While working on the cutover approach (or approaches), one thing the core team realized was that we’d not gone into absolute details about the applications. That’s why we’d have to keep going back-and-forth to the application owners for more information.

Also, any disconnect in the understanding of how we thought the cutover should happen and how the application owners executed the cutover plan would lead to total chaos.

We decided to fix this. How? You guessed it right, another Excel!

Spreadsheets actually proved quite helpful for collecting information!

All the teams were given a base template (referred to as “runbook”) to list down the information about the infrastructure of their services. Also, the approach was listed step-by-step for the application owners to adapt it to their use-cases with bare-minimal tweaks.

The runbook had the following sections:

  1. Team and contact details
  2. Whom to reach out in case of confusion
  3. Application details: Name, Type (HTTP server, background/scheduled job), DNS, Config management & Monitoring tools, etc
  4. Database details: DNS, Technology (SQL, NoSQL, etc)
• • • • •
Actions to take.
1) Answer these questions using the passage on cutover planning:
(a) What had the core team not gone into absolute details about?
(b) What was the base template given to all the teams referred to as?
(c) Which details does the runbook's database section ask for?
2) Pick up the passage on cutover planning after its last line and carry it forward.

Provided data.
• • • • •
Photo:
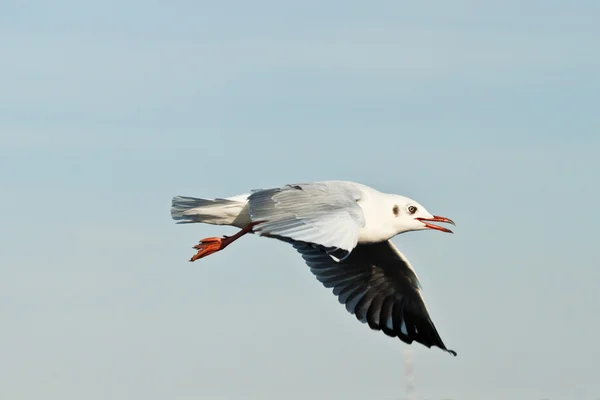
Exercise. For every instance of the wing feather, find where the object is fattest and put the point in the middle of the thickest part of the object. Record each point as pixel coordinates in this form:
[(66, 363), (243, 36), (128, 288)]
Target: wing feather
• • • • •
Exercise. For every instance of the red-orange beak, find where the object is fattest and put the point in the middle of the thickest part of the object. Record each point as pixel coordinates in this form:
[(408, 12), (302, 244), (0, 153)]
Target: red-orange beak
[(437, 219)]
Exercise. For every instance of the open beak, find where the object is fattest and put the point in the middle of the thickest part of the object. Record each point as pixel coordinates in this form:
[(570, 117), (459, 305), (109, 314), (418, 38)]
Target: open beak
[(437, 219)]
• • • • •
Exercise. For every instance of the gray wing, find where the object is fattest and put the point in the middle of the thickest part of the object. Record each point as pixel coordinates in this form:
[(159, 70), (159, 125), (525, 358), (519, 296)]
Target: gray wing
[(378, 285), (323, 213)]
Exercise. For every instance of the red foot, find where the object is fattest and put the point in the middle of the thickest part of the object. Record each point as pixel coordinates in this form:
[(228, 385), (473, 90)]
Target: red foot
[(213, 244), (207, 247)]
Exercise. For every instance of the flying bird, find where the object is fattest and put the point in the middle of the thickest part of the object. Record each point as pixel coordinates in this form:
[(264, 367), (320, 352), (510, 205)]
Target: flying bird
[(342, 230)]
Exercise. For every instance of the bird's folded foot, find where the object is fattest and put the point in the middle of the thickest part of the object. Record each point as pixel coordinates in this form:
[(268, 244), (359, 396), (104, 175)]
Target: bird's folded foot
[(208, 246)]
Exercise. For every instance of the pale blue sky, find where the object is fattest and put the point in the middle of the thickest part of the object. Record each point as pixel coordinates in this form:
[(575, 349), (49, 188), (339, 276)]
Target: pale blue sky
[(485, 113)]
• • • • •
Responses for each task.
1)
(a) The applications.
(b) A "runbook."
(c) DNS and technology (SQL, NoSQL, etc.).

2)
  5. Test cases: Smoke, Regression
  6. Run-sheet

Details on the Run-sheet

The run-sheet was basically an activity sequence containing:

  • Pre-cutover steps: Basic preliminary checks about checking DB configs, access, data sync delays, and informing stakeholders about the downtime, if any
  • During cutover steps: How to initiate downtime, how to handle background jobs that don’t handle concurrency, message queue (Rabbit-MQ, Kafka) of which DC to broadcast messages and consume from, etc.
  • Post-cutover steps: Smoke and regression tests
  • Rollback steps (if in case, be prepared!): Try fixing the issue, if not rollback specific component(s), doing RCA, and re-plan migration

Testing the approach and execution

After going through a lot of these Google sheets with this much data, the team was fairly confident about the execution. To be fully sure, we decided to test this on our staging environment, just to figure out the challenges of actual execution.

More on this later. Here’s a small hint on how it went.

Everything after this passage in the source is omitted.